## PASSAGE CITÉ
La Loi sur l'administration publique, adoptée en 2000, a par ailleurs instauré
de nouveaux mécanismes de reddition de comptes dans le cadre d'une politique
de gestion axée sur les résultats. Comme nous le verrons plus loin, la
Commission de l'administration publique a un rôle important à jouer dans
ce domaine, étant toujours celle compétente pour entendre les sous-ministres
et les dirigeants d'organismes sur leur gestion.
Mandat
Le Règlement de l'Assemblée nationale confie trois fonctions principales
à la Commission de l'administration publique, en plus de pouvoir lui déléguer
l'étude de toute autre matière5.
Vérification des engagements financiers des ministères
En 1997, le mandat de vérification des engagements financiers a de nouveau
été confié à une seule commission spécialisée, c'est-à-dire à la Commission
de l'administration publique naissante. Traditionnellement, une séance
de vérification des engagements financiers se déroulait toujours en présence
du ministre. Après des remarques préliminaires, la Commission procédait
généralement de manière chronologique à l'examen en questionnant le ministre.

## ENTRÉES EXTRAITES
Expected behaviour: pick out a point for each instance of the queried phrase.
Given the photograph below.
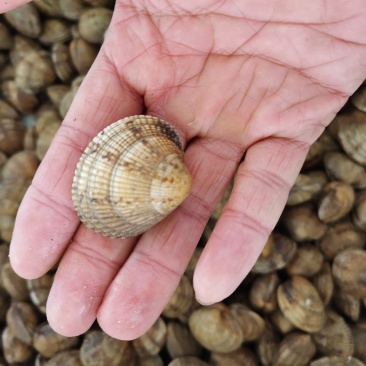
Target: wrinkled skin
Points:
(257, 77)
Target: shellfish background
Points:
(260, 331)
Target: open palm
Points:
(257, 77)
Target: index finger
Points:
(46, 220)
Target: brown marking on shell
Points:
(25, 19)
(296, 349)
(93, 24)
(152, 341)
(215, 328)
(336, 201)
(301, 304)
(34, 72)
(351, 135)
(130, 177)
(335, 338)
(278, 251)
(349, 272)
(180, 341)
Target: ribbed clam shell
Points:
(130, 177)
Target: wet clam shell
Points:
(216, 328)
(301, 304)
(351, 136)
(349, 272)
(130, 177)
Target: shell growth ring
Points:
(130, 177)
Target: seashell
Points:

...

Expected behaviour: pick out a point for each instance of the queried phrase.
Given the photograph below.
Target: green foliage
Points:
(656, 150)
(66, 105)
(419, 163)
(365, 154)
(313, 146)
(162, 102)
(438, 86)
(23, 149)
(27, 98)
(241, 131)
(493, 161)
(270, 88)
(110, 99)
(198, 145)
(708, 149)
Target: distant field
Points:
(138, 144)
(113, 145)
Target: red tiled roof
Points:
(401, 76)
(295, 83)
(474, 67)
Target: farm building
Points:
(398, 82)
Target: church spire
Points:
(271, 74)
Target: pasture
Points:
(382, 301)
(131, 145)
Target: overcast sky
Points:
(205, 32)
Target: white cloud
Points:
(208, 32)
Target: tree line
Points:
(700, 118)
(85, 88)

## TRAVAIL À FAIRE
1 > D'après le passage cité, en quelle année la Loi sur l'administration publique a-t-elle été adoptée ?
2 > Relevez dans le passage cité toutes les personnes, désignées par leur fonction, que la Commission entend ou questionne.
3 > Reprenez le passage sur la Commission de l'administration publique et poursuivez-le après sa dernière phrase.
Les entrées proviennent d'une autre source.

## RÉPONSES PAR TÂCHE
1 > En 2000.

2 > Les sous-ministres, les dirigeants d'organismes, le ministre

3 >
Les parlementaires déclaraient les engagements vérifiés au fur et à mesure
que les listes mensuelles étaient examinées. En mars 2004, dans un effort
de rattrapage important et pour rendre l'exercice plus efficace, la Commission
a réformé en profondeur son mode de fonctionnement et ses outils de travail.
Régulièrement, la Commission tient une séance de travail pour étudier les
engagements financiers récents. Elle adresse ensuite ses demandes de renseignements
supplémentaires par écrit aux ministères concernés. L'audition d'un ministre
n'est pas exclue du processus de vérification, mais la Commission n'entend
y recourir que si les renseignements obtenus ne l'éclairent pas suffisamment,
ou si la situation justifie une audition (par exemple s'il y a un grand
nombre de questions).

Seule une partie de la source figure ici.